PROBLEMS AND TASKS:
- a) According to the cover crop summary, by how much was the inoculum of the Fusarium wilt pathogen reduced compared with the untreated control?
- b) Using the cover crop summary, explain why anaerobic soil disinfestation needs a supply of readily available carbon.
- c) Reproduce word for word the passage of the cover crop summary from "Authors: BUTLER, DAVID" to "Soil. DOI 10.1007/s11104-011-1088-0.".

SUPPLIED TEXT:
○ ○ ○ ○ ○
Exploring warm-season cover crops as carbon sources for anaerobic soil disinfestation (ASD)

Authors: BUTLER, DAVID - University Of Tennessee; Rosskopf, Erin; Burelle, Nancy; Albano, Joseph; MURAMOTO, JOJI - University Of California; SHENNAN, CAROL - University Of California

Submitted to: Plant and Soil
Publication Type: Peer Reviewed Journal
Publication Acceptance Date: 10/11/2011
Publication Date: 12/30/2011
Citation: Butler, D., Rosskopf, E.N., Burelle, N.K., Albano, J.P., Muramoto, J., Shennan, C. 2011. Exploring warm-season cover crops as carbon sources for anaerobic soil disinfestation (ASD). Plant and Soil. DOI 10.1007/s11104-011-1088-0.

Interpretive Summary: Anaerobic soil disinfestation (ASD) has been shown to be an effective strategy for controlling soilborne plant pathogens and plant parasitic nematodes in vegetable production systems. Soil treatment by ASD relies on a supply of readily-available carbon (C) to stimulate bacteria to generate anaerobic soil conditions in moist soils covered with polyethylene mulch. The use of cover crops can be very beneficial for crop production as they add organic matter back into the production field and may also be useful as a C source for generating ASD. To test the effectiveness of warm-season cover crops as carbon sources for ASD, a greenhouse study was conducted using a sandy field soil in which several warm-season legumes and grasses were grown and incorporated. The level of anaerobicity achieved using each cover crop and each cover crop combined with composted broiler was measured. A number of important soilborne pathogens, nemaodes, and weeds were also used as bioassay targets for testing the efficacy of each cover crop for ASD. Results using the fungal plant pathogen that causes Fusarium wilt were very consistent and the inoculum of this pathogen was reduced by as much as 97% when compared to the untreated control. Another fungal plant pathogen, which causes Southern blight, was not consistently controlled using the cover crops, but was controlled using molasses as the carbon source. Warm-season cover crops have potential to serve as a C source for ASD in vegetable production systems, but more work is needed to improve consistency and further elucidate mechanisms of control of soilborne plant pathogens and weeds during ASD treatment.
○ ○ ○ ○ ○
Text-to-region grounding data
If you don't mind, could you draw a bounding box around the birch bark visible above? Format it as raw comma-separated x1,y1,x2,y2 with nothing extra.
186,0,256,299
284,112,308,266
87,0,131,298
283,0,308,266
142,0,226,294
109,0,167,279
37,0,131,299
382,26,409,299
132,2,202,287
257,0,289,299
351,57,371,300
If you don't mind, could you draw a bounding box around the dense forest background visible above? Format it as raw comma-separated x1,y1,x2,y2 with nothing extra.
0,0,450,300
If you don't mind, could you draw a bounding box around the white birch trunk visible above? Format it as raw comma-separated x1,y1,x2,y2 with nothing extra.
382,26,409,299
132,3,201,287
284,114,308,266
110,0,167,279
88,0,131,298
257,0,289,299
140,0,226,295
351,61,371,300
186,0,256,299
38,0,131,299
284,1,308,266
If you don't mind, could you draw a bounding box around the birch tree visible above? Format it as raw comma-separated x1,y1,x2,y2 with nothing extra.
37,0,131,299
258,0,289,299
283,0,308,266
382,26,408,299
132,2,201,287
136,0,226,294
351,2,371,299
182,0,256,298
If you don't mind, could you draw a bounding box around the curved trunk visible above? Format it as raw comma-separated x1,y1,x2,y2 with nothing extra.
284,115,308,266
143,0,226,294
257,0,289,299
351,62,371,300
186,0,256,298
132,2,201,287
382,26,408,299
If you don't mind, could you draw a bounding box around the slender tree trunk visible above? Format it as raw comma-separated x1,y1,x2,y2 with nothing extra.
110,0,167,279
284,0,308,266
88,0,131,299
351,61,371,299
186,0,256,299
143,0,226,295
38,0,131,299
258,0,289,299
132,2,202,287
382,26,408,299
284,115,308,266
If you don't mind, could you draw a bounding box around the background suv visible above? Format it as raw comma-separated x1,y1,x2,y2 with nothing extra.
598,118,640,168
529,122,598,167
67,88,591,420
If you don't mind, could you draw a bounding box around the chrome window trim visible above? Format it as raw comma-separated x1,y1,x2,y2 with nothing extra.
○ ○ ○ ○ ○
OUTPUTS IN ORDER:
- a) By as much as 97%.

- b) The carbon stimulates bacteria to generate anaerobic soil conditions. These conditions arise in moist soils covered with polyethylene mulch.

- c)
Authors: BUTLER, DAVID - University Of Tennessee; Rosskopf, Erin; Burelle, Nancy; Albano, Joseph; MURAMOTO, JOJI - University Of California; SHENNAN, CAROL - University Of California

Submitted to: Plant and Soil
Publication Type: Peer Reviewed Journal
Publication Acceptance Date: 10/11/2011
Publication Date: 12/30/2011
Citation: Butler, D., Rosskopf, E.N., Burelle, N.K., Albano, J.P., Muramoto, J., Shennan, C. 2011. Exploring warm-season cover crops as carbon sources for anaerobic soil disinfestation (ASD). Plant and Soil. DOI 10.1007/s11104-011-1088-0.